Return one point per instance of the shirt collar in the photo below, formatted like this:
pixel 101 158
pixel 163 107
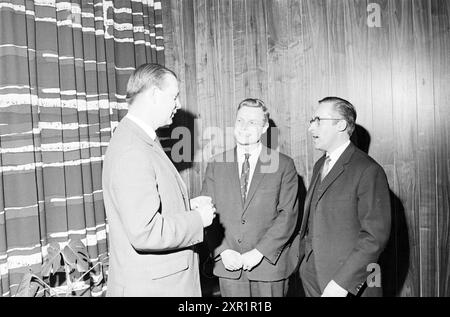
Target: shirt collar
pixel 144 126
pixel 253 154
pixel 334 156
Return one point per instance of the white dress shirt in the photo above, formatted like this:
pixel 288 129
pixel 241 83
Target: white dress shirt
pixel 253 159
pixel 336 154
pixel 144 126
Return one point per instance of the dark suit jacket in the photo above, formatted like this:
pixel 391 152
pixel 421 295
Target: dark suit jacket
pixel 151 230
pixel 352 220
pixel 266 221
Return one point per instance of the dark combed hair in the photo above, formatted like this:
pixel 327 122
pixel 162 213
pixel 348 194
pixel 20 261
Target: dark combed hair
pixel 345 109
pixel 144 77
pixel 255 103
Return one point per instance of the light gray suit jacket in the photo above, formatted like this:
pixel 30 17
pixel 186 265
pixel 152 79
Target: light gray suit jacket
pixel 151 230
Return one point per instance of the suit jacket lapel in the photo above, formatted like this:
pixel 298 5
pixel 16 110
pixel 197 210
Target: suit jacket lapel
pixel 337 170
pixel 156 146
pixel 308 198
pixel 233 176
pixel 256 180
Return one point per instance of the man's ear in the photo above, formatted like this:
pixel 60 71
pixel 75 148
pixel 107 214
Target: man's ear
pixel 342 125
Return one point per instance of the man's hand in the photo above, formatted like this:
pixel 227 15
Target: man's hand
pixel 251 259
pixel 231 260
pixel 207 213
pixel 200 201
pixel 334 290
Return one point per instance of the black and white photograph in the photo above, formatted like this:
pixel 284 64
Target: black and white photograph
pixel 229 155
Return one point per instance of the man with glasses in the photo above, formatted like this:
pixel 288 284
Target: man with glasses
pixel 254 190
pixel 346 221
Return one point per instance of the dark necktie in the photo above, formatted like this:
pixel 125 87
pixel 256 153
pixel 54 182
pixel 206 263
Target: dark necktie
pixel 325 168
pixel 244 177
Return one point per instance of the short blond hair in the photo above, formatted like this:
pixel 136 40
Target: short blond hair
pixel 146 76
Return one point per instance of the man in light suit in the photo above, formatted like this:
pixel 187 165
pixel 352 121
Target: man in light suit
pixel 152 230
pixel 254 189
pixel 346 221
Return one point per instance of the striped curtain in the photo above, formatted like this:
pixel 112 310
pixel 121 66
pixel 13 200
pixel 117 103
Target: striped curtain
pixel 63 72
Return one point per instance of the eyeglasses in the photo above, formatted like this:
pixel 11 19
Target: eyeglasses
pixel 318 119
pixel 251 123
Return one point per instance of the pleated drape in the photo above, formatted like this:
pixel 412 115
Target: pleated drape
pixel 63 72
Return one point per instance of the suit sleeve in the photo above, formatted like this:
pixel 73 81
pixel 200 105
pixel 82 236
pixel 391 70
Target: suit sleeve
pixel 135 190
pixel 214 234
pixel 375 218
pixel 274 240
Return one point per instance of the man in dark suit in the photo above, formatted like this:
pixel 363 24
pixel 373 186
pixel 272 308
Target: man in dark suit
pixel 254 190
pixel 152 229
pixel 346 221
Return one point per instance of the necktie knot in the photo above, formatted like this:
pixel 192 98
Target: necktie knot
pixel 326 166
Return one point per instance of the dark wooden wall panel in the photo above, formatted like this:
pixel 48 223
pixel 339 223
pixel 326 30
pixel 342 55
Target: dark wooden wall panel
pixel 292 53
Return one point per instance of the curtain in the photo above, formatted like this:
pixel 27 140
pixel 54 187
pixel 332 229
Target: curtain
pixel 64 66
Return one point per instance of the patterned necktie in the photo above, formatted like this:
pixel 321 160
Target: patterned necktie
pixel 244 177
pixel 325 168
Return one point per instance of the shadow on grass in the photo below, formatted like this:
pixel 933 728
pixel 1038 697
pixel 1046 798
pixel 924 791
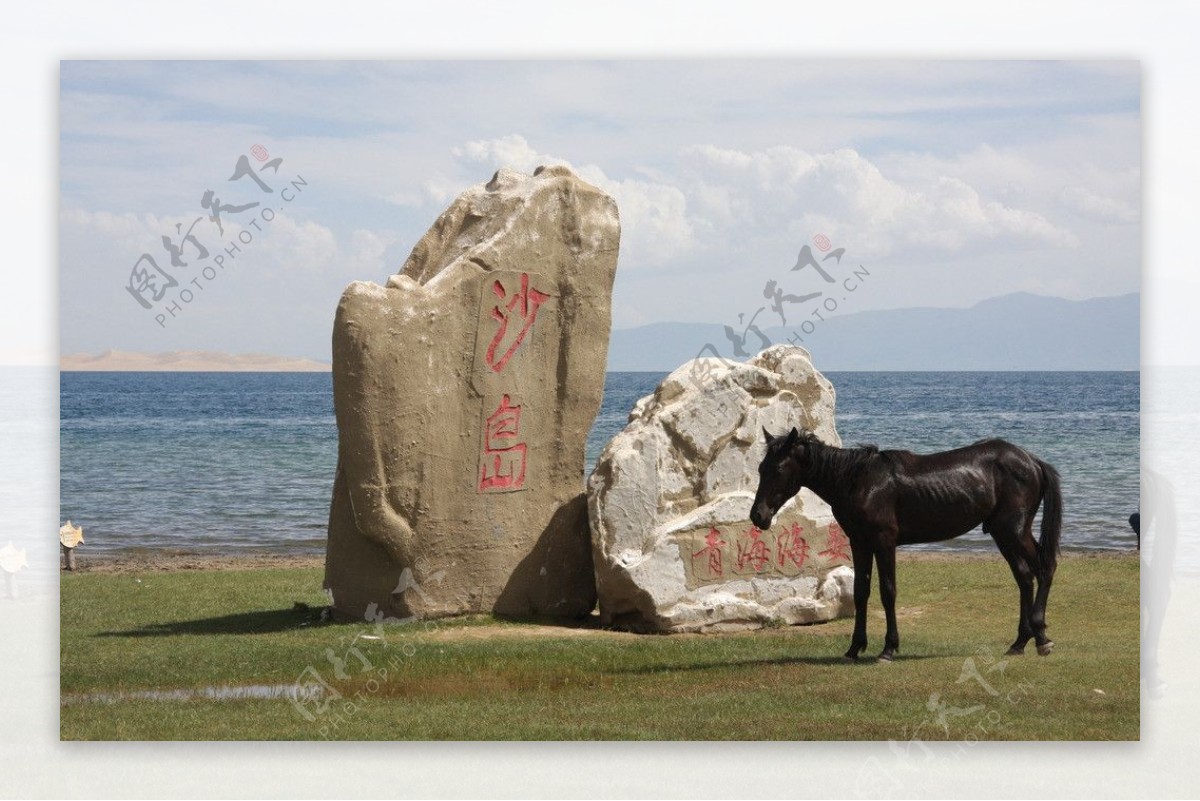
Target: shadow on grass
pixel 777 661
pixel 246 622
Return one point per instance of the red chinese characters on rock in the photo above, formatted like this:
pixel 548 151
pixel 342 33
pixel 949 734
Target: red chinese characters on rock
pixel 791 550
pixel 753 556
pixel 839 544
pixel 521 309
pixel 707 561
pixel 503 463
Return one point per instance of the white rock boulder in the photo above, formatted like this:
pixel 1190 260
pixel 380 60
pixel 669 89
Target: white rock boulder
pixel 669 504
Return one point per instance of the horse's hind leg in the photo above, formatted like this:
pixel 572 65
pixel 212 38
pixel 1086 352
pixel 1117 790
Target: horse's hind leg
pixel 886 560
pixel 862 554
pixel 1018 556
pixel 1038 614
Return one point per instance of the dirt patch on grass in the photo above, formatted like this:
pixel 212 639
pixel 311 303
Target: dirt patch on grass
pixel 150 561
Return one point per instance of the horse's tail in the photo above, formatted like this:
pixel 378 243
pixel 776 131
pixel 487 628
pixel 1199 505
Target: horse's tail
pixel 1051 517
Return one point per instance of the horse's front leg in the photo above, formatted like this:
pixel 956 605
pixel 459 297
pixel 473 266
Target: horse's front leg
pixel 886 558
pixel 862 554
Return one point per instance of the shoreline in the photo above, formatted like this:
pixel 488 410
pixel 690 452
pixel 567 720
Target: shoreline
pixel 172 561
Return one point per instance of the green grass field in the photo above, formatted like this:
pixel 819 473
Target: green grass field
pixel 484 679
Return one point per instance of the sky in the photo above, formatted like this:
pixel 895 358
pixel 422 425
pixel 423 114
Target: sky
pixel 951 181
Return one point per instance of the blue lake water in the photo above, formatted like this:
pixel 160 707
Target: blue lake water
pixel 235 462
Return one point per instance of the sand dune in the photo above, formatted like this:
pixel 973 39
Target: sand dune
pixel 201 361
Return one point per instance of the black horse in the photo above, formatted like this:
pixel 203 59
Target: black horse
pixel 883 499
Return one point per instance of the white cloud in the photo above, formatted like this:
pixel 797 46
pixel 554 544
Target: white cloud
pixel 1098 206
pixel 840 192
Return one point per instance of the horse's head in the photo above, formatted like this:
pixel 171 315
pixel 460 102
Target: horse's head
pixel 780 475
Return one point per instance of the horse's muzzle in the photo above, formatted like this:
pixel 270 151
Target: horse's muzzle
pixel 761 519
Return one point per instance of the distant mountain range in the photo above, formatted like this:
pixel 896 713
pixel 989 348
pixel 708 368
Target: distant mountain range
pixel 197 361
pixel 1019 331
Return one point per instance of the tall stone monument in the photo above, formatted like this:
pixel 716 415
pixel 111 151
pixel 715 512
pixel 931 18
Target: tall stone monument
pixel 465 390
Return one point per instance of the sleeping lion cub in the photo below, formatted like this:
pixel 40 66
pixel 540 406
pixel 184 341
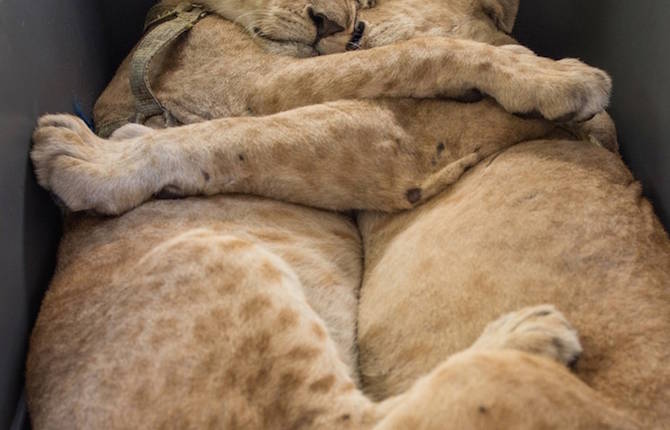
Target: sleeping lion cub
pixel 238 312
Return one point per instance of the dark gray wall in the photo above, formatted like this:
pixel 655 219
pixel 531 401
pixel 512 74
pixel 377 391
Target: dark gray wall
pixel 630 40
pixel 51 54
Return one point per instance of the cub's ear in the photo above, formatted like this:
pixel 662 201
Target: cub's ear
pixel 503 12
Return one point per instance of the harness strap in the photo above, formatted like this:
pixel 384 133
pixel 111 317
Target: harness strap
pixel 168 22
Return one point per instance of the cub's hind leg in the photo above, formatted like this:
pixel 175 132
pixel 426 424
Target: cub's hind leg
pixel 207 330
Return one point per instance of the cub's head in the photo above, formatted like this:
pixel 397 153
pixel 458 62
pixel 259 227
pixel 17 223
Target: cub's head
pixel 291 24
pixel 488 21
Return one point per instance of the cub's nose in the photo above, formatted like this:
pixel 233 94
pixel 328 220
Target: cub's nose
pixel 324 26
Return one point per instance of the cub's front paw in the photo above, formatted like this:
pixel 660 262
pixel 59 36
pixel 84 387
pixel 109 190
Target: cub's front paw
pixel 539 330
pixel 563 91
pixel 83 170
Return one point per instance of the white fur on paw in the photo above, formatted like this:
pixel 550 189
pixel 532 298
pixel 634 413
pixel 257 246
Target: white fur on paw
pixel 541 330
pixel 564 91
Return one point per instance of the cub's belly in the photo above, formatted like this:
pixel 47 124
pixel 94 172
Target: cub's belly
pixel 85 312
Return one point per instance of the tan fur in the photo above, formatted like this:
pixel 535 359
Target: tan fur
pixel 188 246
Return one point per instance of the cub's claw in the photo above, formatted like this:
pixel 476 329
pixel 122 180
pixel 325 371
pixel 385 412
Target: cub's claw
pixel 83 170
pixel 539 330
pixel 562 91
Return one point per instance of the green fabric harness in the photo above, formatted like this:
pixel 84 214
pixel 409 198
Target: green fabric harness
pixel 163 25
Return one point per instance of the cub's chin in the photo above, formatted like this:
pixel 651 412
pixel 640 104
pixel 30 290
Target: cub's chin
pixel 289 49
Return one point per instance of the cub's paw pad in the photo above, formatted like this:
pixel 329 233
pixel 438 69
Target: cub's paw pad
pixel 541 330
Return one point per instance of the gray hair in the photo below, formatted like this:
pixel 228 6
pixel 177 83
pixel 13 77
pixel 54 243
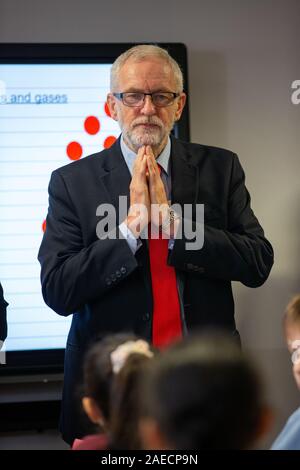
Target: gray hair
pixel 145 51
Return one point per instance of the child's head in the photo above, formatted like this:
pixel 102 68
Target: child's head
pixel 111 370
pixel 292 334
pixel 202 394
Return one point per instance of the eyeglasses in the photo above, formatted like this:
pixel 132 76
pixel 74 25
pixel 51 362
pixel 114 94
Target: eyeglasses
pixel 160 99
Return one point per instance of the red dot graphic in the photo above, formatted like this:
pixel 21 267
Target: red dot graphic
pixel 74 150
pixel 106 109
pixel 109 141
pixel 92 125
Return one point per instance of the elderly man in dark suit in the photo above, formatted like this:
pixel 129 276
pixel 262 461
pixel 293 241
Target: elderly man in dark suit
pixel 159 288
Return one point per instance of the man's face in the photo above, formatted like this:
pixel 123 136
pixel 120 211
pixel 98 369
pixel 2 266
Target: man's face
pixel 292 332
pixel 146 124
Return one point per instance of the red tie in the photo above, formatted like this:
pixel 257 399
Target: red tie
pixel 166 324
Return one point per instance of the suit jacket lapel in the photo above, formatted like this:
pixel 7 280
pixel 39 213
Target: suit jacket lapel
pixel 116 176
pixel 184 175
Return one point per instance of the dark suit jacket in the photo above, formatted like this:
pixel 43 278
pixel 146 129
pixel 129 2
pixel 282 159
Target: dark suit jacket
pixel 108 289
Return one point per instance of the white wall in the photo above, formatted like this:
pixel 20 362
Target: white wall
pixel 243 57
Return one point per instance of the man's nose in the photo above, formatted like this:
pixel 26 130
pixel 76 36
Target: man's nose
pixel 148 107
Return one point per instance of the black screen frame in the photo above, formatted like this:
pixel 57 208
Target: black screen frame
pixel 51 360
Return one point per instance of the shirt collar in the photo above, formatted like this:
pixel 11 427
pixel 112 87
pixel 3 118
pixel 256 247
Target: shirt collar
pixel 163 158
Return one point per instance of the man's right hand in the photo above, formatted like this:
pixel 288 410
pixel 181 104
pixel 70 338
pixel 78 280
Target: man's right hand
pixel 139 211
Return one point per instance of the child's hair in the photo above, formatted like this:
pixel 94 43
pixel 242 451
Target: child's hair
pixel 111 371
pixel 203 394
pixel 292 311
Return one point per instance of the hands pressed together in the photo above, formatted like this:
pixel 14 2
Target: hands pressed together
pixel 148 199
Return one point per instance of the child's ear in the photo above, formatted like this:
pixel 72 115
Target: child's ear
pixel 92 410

▶ DIRECTIONS:
Recast the material above, from the line with "Return one point per instance of the cub's claw" to the line with "pixel 289 49", as a Markdown table with the columns Row and Line, skipping any blank lines.

▶ SOLUTION FOR THIS EXERCISE:
| Row | Line |
|---|---|
| 1 | Return one point per instance of the cub's claw in the photo above, formatted like this: |
| 2 | pixel 476 329 |
| 3 | pixel 122 180 |
| 4 | pixel 325 371 |
| 5 | pixel 385 412 |
| 6 | Target: cub's claw |
| 7 | pixel 83 170 |
| 8 | pixel 539 330 |
| 9 | pixel 562 91 |
| 10 | Return one point per instance of the green fabric harness in the photo above, formatted like this: |
| 11 | pixel 84 214 |
| 12 | pixel 409 198 |
| 13 | Target: green fabric harness |
| 14 | pixel 163 25 |
| 15 | Return one point per instance of the cub's chin in the photo above, formatted like this: |
| 16 | pixel 651 412 |
| 17 | pixel 640 104 |
| 18 | pixel 30 290 |
| 19 | Target: cub's chin |
| 20 | pixel 289 49 |